◆ DOCUMENT TEXT
Broke Straight Stud: A Case in Porn

stud2bTo begin, a few questions. Age? Height and weight? And: “Did you save up three days for me?” I watched this scene many times without catching that last question—asked by a male voice off-screen, the man with the camera. And the focus of the viewer’s attention? A youth who replies that he’s twenty, five-eleven and a hundred sixty pounds. Looks as if he’s in the service too. Buzz cut, chest and upper arms defaced with bold bluish tattoos. No swish about him. Clearly “straight”—at least “straight-acting.” Straightness is a plus, erotically, within a community that emphasizes gay pride. He’s just doing this for money. He doesn’t love the scene being prepared for him, and yet he doesn’t resist it. The working-class youth of our dreams! And yes, he’s saved up.

The director instructs him—in a folksy, fake-familiar way—to undress, lie back and put his hands behind his head. This is the director’s favorite pose (I have watched many other scenes in the series). There should be no tenderness, no vulnerability. The youth does as he is instructed, lies back on the bed of a bare motel room and begins watching straight porn. What should we call him? No name provided, so let’s say Brett. He must not watch gay porn. We must believe that he loves girls. We don’t see the girls/women who are turning him on now: they exist only as loudly moaning off-screen voices. We have no use for them except as props. Who are they? We’ll never know. We’ll never know who anyone is, for that matter. Illicit, exciting anonymity!

Brett is perfect—for me, for others. His hands are red and rough and he is smooth everywhere. His face has a shut-down, untroubled, simple look: in school he was probably not a bully, probably not a particularly bad boy but stayed with the in-crowd. He’s just emerging from rugged pubescence. He is the boy next door many people dream about, so it shouldn’t come as a surprise that thousands have consumed this clip. His torso is not extravagantly built up; it’s moderately muscled. No scars on him (other than ink work), no unsightly birthmarks; he’s fresh, just beginning to live. He is ours, for these fifteen or twenty minutes. And then he’s ours again when we watch this scene over and over and it’s watched over and over by thousands of the lecherous all over the world (it can be accessed free).

◆ DATA UNDER STUDY
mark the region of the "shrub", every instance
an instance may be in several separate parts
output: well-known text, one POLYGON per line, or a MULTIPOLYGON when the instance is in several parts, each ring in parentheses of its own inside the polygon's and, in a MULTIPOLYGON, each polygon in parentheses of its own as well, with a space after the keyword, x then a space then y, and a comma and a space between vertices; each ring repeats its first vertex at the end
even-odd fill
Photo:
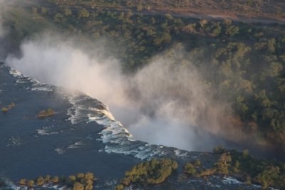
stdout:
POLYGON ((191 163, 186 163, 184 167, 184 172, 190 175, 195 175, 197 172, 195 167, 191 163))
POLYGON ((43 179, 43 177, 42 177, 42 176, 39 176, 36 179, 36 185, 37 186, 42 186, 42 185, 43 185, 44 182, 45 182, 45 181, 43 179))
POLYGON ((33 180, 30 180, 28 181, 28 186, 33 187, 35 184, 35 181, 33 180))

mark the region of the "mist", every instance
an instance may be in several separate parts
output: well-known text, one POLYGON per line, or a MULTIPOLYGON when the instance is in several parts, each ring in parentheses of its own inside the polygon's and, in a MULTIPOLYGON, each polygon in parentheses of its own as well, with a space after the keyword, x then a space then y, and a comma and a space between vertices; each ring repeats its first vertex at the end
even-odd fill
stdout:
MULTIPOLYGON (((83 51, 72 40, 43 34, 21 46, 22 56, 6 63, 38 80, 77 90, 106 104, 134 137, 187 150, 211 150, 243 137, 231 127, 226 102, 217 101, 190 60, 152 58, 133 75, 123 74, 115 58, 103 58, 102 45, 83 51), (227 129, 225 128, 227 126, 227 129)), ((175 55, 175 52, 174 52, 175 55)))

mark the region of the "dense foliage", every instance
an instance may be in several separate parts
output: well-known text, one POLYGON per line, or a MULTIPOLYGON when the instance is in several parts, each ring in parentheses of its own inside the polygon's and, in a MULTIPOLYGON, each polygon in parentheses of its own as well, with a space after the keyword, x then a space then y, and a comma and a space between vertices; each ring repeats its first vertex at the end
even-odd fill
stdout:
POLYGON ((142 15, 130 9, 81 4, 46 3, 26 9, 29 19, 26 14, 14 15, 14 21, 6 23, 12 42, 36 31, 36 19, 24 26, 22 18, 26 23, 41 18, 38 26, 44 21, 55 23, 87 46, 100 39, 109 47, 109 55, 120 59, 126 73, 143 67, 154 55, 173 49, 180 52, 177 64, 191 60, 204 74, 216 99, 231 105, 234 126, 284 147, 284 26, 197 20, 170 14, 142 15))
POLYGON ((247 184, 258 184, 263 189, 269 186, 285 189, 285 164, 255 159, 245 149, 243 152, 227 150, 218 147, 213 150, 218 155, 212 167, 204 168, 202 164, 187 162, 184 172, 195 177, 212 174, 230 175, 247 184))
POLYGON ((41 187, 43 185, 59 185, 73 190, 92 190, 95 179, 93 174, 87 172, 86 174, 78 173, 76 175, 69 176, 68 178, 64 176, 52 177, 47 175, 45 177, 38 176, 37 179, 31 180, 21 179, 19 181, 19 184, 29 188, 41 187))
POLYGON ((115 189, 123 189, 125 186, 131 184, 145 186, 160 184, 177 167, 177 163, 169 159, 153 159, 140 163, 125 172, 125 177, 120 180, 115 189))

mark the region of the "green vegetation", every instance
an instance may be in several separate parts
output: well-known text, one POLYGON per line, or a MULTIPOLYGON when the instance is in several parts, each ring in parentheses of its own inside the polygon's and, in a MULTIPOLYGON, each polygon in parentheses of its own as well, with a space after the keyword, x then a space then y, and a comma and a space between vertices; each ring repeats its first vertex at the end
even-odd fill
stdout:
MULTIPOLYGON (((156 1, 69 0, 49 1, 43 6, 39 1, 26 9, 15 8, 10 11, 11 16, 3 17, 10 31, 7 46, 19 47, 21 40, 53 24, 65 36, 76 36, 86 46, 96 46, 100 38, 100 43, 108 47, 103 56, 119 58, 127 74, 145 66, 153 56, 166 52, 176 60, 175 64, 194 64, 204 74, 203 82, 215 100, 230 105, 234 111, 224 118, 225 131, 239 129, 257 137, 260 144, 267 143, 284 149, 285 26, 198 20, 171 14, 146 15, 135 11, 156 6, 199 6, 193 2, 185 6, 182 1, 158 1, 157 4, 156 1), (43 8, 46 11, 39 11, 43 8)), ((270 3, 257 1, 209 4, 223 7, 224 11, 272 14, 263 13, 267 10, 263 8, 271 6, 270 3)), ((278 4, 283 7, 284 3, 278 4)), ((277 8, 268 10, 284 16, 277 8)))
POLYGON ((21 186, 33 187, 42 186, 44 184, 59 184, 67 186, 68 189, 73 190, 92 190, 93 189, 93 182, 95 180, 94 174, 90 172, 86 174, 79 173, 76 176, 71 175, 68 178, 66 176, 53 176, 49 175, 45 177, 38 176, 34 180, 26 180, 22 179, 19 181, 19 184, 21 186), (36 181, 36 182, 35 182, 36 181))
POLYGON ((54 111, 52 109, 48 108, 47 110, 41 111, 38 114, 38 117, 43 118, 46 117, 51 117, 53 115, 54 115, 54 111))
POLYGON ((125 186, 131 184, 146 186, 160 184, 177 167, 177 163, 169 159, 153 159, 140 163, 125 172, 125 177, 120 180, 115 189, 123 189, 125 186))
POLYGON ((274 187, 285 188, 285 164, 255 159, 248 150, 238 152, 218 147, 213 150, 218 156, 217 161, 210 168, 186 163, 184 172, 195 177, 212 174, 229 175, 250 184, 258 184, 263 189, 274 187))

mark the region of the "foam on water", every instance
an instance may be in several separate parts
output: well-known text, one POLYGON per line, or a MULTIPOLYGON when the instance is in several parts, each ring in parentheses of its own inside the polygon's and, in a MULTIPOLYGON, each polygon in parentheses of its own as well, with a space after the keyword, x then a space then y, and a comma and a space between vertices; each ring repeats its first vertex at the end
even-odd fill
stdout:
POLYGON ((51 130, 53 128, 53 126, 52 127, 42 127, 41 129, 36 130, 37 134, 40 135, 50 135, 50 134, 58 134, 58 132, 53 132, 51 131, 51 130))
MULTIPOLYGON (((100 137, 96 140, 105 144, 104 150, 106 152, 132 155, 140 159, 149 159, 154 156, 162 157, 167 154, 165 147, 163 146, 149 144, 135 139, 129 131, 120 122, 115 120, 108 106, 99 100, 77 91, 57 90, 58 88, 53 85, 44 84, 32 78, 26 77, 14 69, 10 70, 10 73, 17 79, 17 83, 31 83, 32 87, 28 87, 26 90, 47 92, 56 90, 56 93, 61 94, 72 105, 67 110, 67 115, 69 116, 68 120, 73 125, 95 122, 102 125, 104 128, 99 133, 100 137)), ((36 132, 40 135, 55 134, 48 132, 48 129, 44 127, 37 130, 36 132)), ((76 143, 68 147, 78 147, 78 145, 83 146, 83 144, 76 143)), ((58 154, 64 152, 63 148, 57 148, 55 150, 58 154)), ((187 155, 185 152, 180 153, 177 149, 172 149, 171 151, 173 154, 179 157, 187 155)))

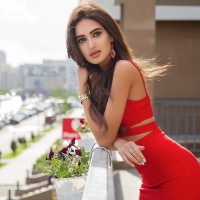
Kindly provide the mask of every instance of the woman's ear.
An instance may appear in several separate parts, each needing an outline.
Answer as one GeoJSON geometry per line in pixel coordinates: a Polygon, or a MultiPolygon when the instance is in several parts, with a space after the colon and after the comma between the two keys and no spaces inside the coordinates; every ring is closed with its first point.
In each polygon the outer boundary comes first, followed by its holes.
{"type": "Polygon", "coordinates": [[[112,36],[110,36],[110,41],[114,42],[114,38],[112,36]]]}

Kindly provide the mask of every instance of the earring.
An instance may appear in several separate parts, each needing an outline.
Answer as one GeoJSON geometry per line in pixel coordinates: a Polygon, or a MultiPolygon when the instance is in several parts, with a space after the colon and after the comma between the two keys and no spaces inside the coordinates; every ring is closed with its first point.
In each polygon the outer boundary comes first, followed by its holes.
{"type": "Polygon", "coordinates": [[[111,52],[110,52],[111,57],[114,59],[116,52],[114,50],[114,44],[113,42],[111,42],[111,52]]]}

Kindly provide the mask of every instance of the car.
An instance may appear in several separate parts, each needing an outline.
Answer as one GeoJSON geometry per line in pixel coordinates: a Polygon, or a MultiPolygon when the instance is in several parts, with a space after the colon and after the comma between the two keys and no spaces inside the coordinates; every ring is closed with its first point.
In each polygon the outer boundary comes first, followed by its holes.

◆ WHAT YOU ARE ASKED TO DO
Pick up the essay about the "Broke Straight Stud" scene after its last sentence and write the next part.

◆ REPLY TO THE TASK
Brett is perfect—he gives off a quiet, charismatic machismo that people must find intoxicating. Beauty is supposedly in the eye of the beholder, and yet I’m always struck by how universal the appreciation of good faces is. The body’s bulges are easy to measure, but as to the face, that’s a mysterious and fascinating area. Most perfect bodies look alike: Mr. Universe is judged for his deltoids, biceps and pecs, not for his smile; Olympic swimmers all have the same physique (especially if one just catches them in their goggles and caps, when they appear to be clones). But what is it about some faces? What kind of magic? What kind of statements or messages are some exceptional faces sending out to the point that thousands or millions will unhesitatingly begin to adore them?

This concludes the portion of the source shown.